## Task statement
The word "walkway" occurs in some of the lines below; copy each of those lines.

[Excerpted data]

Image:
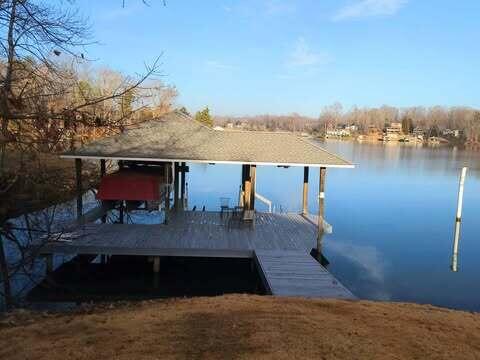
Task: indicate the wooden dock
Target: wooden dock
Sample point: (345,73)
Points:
(296,273)
(280,244)
(189,233)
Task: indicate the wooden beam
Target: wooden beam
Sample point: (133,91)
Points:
(49,263)
(176,184)
(321,209)
(78,173)
(121,212)
(305,191)
(253,176)
(247,188)
(182,185)
(167,192)
(156,264)
(103,171)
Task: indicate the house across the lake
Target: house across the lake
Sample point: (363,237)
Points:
(151,165)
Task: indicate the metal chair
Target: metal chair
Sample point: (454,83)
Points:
(224,205)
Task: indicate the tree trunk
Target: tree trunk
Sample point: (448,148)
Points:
(7,292)
(7,85)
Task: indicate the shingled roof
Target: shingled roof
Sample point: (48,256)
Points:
(177,137)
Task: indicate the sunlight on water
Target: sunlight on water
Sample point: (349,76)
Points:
(392,217)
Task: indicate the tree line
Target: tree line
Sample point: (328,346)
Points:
(430,119)
(53,98)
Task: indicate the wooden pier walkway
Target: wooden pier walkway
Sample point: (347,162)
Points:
(279,243)
(296,273)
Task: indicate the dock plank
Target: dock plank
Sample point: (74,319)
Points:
(296,273)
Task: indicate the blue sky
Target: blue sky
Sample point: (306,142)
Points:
(283,56)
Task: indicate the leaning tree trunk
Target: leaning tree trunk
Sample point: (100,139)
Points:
(7,291)
(7,84)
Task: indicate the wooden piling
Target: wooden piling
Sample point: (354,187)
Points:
(156,264)
(176,185)
(121,212)
(103,171)
(78,172)
(156,271)
(458,220)
(167,192)
(321,209)
(305,191)
(49,263)
(253,177)
(182,185)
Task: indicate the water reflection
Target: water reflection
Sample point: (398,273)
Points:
(393,218)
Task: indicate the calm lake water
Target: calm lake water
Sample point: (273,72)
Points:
(392,216)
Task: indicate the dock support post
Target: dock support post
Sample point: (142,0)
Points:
(78,172)
(156,271)
(305,191)
(321,210)
(242,190)
(167,192)
(176,184)
(121,212)
(182,185)
(458,220)
(103,171)
(247,186)
(253,177)
(49,263)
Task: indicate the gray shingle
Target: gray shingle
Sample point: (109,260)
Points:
(177,137)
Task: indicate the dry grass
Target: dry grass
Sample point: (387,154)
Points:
(241,326)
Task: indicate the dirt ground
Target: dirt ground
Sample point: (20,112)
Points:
(241,326)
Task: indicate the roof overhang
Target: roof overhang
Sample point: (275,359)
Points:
(88,157)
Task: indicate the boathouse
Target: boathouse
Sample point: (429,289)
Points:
(150,169)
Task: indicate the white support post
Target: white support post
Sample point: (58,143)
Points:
(458,220)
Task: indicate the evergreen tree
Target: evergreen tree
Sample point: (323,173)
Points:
(204,117)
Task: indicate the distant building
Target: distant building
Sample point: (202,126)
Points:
(393,132)
(418,131)
(339,132)
(451,133)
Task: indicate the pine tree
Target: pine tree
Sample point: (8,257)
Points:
(204,117)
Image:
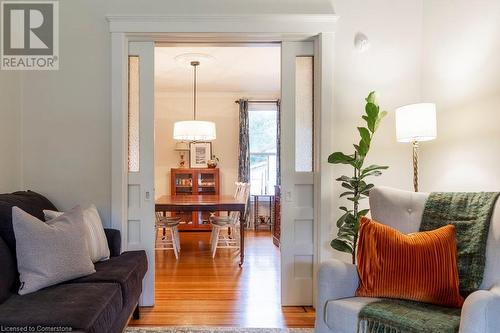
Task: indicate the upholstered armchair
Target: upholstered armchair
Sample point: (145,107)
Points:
(336,306)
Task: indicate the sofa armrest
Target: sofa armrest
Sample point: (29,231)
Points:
(480,312)
(336,279)
(114,242)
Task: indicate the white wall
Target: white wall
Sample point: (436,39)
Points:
(461,74)
(214,106)
(10,131)
(391,66)
(67,115)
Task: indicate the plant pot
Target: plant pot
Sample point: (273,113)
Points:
(212,164)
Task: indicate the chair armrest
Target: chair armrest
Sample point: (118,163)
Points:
(480,312)
(114,242)
(336,279)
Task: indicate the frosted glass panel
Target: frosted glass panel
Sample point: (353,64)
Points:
(133,114)
(304,114)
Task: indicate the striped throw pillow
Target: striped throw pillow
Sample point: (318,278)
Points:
(95,236)
(421,266)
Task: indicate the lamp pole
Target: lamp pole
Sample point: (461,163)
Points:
(415,165)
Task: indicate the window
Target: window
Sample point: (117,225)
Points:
(263,124)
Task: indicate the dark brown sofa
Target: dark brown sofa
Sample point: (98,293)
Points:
(101,302)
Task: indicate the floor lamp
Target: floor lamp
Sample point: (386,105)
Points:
(416,123)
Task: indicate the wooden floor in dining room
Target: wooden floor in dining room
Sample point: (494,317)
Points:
(197,290)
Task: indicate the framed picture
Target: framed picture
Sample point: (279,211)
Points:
(200,153)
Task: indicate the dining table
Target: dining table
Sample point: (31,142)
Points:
(205,203)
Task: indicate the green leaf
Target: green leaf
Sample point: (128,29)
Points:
(347,186)
(341,220)
(341,245)
(344,179)
(379,119)
(340,158)
(372,111)
(372,173)
(365,135)
(362,148)
(371,98)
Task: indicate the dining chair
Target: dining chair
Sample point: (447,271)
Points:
(226,229)
(170,240)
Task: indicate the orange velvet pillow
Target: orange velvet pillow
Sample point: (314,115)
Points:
(421,266)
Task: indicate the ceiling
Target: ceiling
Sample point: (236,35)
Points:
(231,69)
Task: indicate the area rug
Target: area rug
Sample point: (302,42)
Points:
(215,330)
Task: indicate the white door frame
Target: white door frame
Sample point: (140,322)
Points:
(226,28)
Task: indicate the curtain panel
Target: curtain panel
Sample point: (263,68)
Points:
(244,158)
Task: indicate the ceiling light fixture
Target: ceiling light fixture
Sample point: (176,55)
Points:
(194,130)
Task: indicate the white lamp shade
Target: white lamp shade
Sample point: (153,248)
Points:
(194,130)
(416,122)
(182,146)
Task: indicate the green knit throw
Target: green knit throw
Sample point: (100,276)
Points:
(470,213)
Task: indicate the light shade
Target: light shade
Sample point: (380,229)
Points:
(182,146)
(193,130)
(416,122)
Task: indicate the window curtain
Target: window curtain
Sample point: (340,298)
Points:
(278,143)
(244,158)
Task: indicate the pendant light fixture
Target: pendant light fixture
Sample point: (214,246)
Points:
(194,130)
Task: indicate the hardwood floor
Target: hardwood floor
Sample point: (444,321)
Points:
(200,291)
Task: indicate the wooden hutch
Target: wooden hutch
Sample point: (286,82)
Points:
(190,181)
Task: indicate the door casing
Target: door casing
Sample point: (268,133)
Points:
(227,29)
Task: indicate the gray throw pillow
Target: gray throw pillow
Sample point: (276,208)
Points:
(50,252)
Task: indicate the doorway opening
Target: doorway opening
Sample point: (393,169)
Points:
(200,285)
(297,205)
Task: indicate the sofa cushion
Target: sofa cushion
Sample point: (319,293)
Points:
(29,201)
(421,266)
(95,237)
(85,307)
(50,252)
(8,271)
(342,315)
(403,211)
(127,270)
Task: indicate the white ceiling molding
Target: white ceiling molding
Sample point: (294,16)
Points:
(280,23)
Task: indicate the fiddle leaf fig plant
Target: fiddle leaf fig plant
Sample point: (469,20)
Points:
(356,186)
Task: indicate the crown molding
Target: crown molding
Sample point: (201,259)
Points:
(251,23)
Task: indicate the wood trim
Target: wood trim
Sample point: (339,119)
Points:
(236,23)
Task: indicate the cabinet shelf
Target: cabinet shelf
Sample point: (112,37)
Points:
(188,181)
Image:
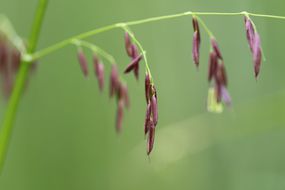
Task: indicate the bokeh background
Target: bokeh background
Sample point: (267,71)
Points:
(64,136)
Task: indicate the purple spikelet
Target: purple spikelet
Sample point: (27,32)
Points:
(99,71)
(254,43)
(151,117)
(83,62)
(114,80)
(133,53)
(196,42)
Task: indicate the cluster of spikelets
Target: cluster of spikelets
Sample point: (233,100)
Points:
(12,51)
(216,69)
(12,47)
(119,89)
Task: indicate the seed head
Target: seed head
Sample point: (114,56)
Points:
(83,62)
(120,114)
(196,41)
(257,55)
(151,136)
(213,63)
(216,48)
(128,44)
(134,64)
(147,87)
(125,95)
(114,80)
(250,33)
(147,119)
(196,48)
(154,109)
(99,71)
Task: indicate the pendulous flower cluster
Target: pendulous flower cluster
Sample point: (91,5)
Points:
(151,117)
(216,70)
(10,61)
(117,88)
(254,44)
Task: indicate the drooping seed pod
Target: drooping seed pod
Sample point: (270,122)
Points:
(213,63)
(147,118)
(99,71)
(150,141)
(226,98)
(221,76)
(196,27)
(196,48)
(147,87)
(125,95)
(257,54)
(216,48)
(3,56)
(120,114)
(15,60)
(134,64)
(128,44)
(154,109)
(250,32)
(114,80)
(196,41)
(83,62)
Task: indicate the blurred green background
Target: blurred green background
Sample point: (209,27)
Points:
(64,136)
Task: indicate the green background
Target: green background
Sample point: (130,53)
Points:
(64,136)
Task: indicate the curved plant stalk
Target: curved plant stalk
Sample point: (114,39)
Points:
(55,47)
(13,103)
(31,56)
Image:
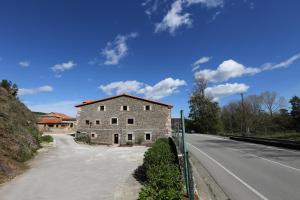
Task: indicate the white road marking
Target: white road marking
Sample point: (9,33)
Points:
(278,163)
(269,160)
(251,144)
(232,174)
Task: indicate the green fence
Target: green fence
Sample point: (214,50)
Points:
(179,139)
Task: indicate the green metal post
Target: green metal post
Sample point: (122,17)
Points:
(186,170)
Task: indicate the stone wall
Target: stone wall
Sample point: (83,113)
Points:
(156,121)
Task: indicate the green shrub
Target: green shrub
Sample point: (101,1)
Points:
(83,138)
(46,138)
(159,154)
(164,180)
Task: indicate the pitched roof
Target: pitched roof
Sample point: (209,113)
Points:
(59,115)
(124,95)
(49,120)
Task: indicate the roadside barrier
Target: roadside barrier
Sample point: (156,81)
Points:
(179,140)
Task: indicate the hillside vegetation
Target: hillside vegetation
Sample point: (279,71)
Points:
(19,137)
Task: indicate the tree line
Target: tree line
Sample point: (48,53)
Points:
(263,113)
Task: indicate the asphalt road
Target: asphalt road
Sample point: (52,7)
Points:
(71,171)
(249,171)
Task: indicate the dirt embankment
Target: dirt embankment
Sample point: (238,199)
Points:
(18,135)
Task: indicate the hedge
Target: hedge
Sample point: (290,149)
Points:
(164,180)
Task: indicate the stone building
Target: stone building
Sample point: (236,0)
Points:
(123,119)
(56,122)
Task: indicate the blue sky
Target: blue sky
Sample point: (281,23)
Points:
(62,52)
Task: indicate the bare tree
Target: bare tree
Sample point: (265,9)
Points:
(200,85)
(272,102)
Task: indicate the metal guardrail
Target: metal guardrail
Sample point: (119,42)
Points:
(179,139)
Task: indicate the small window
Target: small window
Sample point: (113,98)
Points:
(114,120)
(147,107)
(130,121)
(148,136)
(125,108)
(101,108)
(129,137)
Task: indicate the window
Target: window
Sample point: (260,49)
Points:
(101,108)
(130,121)
(129,137)
(148,136)
(147,107)
(114,120)
(125,108)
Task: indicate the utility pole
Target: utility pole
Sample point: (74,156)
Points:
(243,114)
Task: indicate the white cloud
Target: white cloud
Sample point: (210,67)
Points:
(227,89)
(63,66)
(196,65)
(30,91)
(226,70)
(232,69)
(116,50)
(160,90)
(206,3)
(174,18)
(121,87)
(24,63)
(284,64)
(66,107)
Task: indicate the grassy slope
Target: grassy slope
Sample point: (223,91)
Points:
(18,135)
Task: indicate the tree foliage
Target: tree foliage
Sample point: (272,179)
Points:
(164,180)
(295,112)
(204,113)
(264,113)
(10,87)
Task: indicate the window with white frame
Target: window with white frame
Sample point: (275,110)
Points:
(114,120)
(130,121)
(101,108)
(129,137)
(148,136)
(93,135)
(125,108)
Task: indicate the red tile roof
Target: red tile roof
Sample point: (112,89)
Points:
(59,115)
(121,95)
(49,120)
(87,101)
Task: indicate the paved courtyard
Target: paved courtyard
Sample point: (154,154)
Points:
(71,171)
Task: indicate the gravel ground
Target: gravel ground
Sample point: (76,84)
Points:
(71,171)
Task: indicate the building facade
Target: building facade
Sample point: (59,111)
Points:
(123,119)
(56,122)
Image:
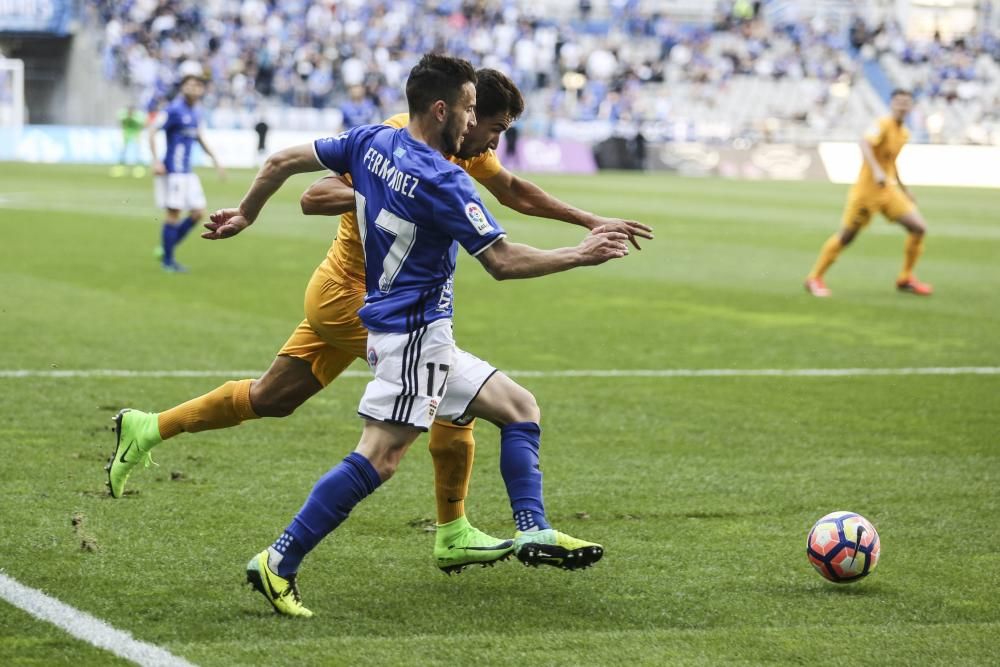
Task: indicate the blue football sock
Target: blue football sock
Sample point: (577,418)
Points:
(519,467)
(184,228)
(169,240)
(329,503)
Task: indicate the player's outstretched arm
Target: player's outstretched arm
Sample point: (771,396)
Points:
(330,195)
(525,197)
(506,261)
(279,166)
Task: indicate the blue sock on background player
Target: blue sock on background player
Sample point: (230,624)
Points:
(329,503)
(519,443)
(168,241)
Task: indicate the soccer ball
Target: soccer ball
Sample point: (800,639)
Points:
(843,547)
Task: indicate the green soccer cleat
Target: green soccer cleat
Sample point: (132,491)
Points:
(283,594)
(458,544)
(135,435)
(550,547)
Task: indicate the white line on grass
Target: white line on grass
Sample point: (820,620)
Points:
(623,373)
(84,626)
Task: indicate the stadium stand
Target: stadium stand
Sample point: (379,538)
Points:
(677,68)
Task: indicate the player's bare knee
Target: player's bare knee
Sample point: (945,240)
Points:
(521,407)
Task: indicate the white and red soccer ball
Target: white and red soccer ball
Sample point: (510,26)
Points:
(843,547)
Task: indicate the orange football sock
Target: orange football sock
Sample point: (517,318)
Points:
(453,449)
(912,250)
(827,256)
(225,406)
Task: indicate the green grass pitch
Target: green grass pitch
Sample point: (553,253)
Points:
(701,489)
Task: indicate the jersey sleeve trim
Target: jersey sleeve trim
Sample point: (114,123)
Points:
(491,242)
(320,160)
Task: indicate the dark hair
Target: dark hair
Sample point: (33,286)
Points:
(496,93)
(435,78)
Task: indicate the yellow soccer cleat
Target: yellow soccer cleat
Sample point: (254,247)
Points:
(136,433)
(550,547)
(283,594)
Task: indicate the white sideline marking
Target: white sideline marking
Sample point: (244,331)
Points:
(86,627)
(654,372)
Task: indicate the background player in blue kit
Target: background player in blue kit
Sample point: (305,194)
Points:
(177,187)
(412,206)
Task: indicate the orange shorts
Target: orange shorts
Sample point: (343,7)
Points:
(890,201)
(332,335)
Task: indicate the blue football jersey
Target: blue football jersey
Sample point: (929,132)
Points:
(181,128)
(412,207)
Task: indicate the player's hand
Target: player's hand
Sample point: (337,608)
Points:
(630,228)
(602,245)
(224,223)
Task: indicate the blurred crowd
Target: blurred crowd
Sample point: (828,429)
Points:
(353,55)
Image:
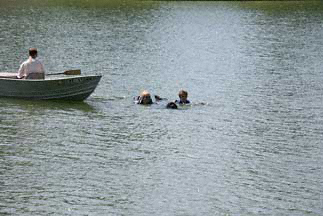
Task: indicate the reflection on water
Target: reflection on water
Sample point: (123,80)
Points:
(250,143)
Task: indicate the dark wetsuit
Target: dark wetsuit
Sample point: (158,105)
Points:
(182,102)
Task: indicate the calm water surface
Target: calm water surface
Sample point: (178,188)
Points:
(250,143)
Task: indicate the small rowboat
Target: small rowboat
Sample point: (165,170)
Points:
(78,87)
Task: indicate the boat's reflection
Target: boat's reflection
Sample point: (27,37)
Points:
(38,105)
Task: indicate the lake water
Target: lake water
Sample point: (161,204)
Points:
(250,143)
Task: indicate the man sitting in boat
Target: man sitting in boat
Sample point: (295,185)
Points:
(32,68)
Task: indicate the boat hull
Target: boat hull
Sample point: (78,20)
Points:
(64,88)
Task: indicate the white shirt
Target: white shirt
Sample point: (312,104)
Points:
(30,66)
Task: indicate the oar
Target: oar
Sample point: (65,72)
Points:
(68,72)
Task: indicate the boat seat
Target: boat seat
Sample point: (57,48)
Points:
(36,76)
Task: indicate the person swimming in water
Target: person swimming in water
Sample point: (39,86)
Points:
(182,97)
(144,98)
(171,105)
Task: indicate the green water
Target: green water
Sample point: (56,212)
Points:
(250,143)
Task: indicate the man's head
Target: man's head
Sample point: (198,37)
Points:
(33,52)
(145,98)
(182,95)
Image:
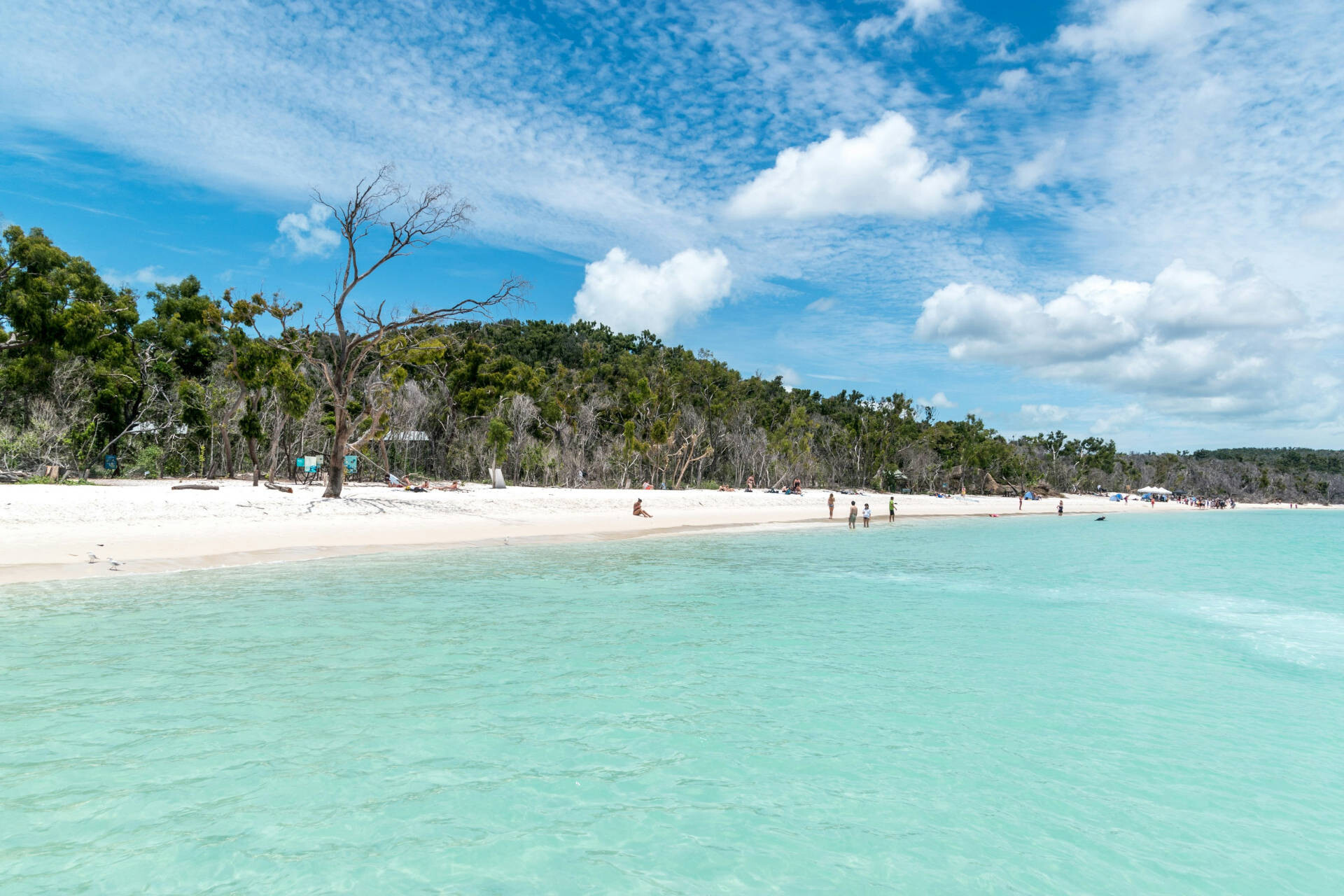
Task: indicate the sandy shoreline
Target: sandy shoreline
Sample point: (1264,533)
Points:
(146,527)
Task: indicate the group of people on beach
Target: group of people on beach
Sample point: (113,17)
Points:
(866,514)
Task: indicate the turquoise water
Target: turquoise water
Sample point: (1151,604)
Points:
(1142,706)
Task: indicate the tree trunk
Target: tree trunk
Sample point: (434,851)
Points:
(227,447)
(336,469)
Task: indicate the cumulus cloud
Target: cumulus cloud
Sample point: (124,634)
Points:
(1041,168)
(1191,342)
(1044,413)
(917,13)
(940,399)
(629,296)
(308,232)
(148,277)
(1129,27)
(878,172)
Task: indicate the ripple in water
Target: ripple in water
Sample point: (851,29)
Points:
(942,707)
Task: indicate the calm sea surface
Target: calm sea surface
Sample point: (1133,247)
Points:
(1050,706)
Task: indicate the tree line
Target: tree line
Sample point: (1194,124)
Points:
(218,386)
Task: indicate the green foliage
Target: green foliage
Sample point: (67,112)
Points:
(498,438)
(78,368)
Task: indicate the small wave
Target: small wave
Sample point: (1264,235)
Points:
(1300,636)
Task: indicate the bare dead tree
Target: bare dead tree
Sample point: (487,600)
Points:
(354,340)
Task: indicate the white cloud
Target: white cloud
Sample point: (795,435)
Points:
(1329,216)
(1117,419)
(917,13)
(1191,342)
(1126,27)
(940,399)
(1041,169)
(147,277)
(629,296)
(879,172)
(1044,413)
(308,232)
(790,378)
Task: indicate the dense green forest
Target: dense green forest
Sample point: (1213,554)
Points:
(219,386)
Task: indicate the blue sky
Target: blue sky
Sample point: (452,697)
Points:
(1112,216)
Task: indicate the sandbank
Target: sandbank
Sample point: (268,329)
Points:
(50,531)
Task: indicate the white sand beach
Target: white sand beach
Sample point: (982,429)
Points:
(50,531)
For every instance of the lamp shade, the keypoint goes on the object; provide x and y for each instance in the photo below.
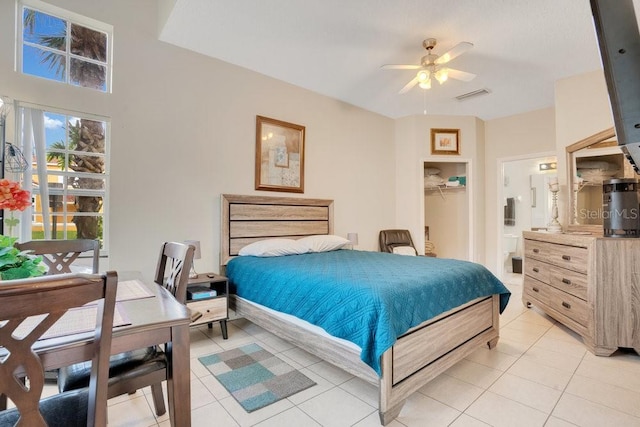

[/Excerpted data]

## Solution to the problem
Task: indicate the wooden pier walkway
Target: wooden pier walkway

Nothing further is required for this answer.